# [What you are asked to do]
Identify each line in the items below that contains the string "jeans" and copy it out in full. Treat the match as case-sensitive.

A portion of a data file:
════════════════

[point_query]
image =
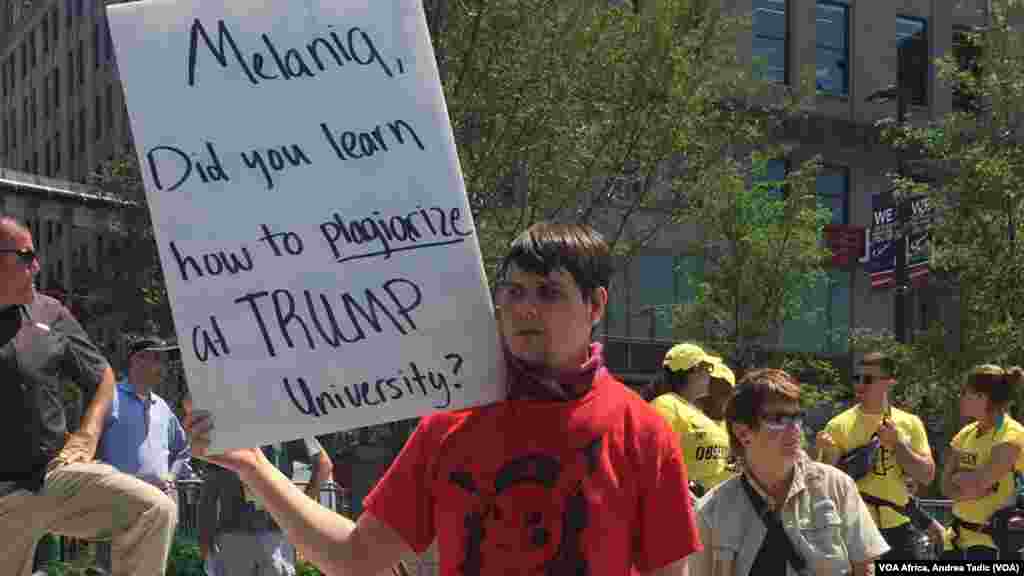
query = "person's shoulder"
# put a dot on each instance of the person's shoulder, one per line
(721, 497)
(46, 310)
(845, 418)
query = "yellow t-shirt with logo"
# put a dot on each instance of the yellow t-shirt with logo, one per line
(854, 428)
(705, 443)
(974, 451)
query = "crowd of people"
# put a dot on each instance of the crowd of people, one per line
(573, 472)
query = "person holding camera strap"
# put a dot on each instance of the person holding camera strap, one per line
(880, 445)
(979, 467)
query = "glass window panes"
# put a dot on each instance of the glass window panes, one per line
(769, 39)
(833, 187)
(911, 41)
(832, 74)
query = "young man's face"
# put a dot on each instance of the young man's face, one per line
(545, 320)
(870, 384)
(15, 273)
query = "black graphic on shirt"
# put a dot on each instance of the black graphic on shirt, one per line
(514, 522)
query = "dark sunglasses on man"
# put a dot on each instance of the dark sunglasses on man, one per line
(25, 256)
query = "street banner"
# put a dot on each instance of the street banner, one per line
(882, 239)
(311, 218)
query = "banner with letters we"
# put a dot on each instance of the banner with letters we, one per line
(309, 210)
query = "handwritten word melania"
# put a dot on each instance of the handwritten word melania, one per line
(422, 228)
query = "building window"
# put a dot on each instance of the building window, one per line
(81, 63)
(110, 107)
(833, 190)
(911, 42)
(95, 44)
(833, 48)
(770, 26)
(967, 53)
(71, 73)
(82, 126)
(774, 171)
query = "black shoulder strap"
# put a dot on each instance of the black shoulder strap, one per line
(773, 524)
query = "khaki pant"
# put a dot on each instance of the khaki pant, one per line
(90, 500)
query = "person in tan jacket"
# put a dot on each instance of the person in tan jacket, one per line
(784, 513)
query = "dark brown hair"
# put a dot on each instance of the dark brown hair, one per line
(994, 382)
(546, 247)
(754, 392)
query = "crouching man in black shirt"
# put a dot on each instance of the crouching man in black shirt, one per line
(49, 481)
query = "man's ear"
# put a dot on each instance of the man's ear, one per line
(598, 304)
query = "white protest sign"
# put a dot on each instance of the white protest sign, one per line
(310, 213)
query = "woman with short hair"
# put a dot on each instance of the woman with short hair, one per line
(979, 464)
(784, 513)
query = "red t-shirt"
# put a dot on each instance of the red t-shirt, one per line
(594, 486)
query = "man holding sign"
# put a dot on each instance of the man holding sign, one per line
(572, 474)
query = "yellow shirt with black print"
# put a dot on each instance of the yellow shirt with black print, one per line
(705, 443)
(854, 428)
(973, 452)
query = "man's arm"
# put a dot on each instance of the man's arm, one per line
(950, 463)
(334, 543)
(678, 568)
(979, 483)
(209, 495)
(918, 463)
(80, 446)
(180, 452)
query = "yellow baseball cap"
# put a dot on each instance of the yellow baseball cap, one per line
(683, 357)
(722, 372)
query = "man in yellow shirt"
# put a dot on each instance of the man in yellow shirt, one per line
(903, 451)
(706, 444)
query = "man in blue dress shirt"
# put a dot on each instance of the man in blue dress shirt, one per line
(142, 437)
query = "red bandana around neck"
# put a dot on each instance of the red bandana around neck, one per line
(527, 381)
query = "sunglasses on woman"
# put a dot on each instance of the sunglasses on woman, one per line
(25, 256)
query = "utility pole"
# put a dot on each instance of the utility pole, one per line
(902, 236)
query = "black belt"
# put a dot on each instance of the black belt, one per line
(911, 509)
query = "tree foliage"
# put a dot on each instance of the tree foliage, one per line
(976, 158)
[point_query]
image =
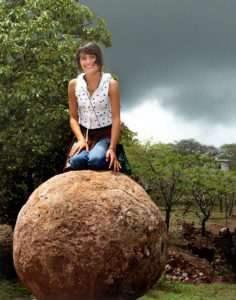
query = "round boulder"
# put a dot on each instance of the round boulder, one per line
(89, 235)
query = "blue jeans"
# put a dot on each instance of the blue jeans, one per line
(95, 159)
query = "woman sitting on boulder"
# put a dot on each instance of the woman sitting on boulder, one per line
(94, 103)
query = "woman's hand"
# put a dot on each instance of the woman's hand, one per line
(113, 160)
(78, 147)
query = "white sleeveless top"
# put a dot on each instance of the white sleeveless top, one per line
(99, 103)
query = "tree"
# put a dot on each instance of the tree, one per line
(162, 170)
(190, 146)
(227, 192)
(205, 186)
(38, 43)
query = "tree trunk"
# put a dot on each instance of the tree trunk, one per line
(203, 227)
(232, 205)
(221, 204)
(167, 220)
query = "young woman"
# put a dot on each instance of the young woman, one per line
(94, 103)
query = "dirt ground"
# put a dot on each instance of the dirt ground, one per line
(189, 266)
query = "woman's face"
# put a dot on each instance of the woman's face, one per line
(88, 63)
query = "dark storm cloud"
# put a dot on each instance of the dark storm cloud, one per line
(186, 47)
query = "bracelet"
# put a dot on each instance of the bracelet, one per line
(112, 148)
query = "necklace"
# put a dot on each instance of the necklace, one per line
(92, 90)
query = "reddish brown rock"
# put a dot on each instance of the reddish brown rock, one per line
(89, 235)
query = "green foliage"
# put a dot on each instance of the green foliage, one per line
(38, 40)
(168, 289)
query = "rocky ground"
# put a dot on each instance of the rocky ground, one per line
(196, 259)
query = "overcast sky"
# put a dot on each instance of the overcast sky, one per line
(176, 65)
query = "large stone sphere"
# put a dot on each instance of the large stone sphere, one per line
(89, 235)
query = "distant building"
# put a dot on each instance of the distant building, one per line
(223, 164)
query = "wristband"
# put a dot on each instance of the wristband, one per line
(113, 148)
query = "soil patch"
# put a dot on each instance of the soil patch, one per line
(196, 259)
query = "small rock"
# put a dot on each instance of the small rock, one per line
(222, 231)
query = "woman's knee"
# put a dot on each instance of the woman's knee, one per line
(98, 162)
(78, 162)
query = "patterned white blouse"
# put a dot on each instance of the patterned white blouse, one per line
(94, 112)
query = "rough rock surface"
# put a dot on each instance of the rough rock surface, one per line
(89, 235)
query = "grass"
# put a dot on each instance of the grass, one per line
(174, 290)
(164, 289)
(10, 290)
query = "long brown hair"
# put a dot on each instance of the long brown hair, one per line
(92, 49)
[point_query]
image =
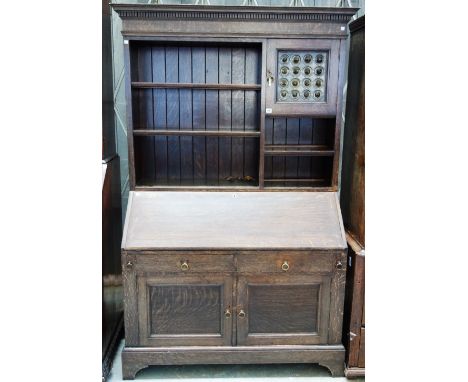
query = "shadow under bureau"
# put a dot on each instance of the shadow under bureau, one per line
(233, 277)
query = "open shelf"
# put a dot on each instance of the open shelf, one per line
(189, 85)
(203, 133)
(298, 150)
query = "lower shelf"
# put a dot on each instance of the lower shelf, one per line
(137, 358)
(297, 182)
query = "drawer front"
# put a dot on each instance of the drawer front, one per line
(185, 263)
(285, 263)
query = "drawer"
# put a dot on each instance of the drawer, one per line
(286, 262)
(184, 263)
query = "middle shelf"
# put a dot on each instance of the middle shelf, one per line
(298, 150)
(206, 133)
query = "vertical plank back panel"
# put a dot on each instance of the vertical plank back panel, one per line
(212, 115)
(173, 121)
(199, 99)
(279, 138)
(251, 112)
(186, 153)
(145, 113)
(305, 138)
(159, 113)
(292, 138)
(225, 112)
(238, 109)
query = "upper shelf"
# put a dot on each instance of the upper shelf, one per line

════════════════

# [Answer to the problem]
query = "blue jeans"
# put a dot on each instance of the blue jeans, one per line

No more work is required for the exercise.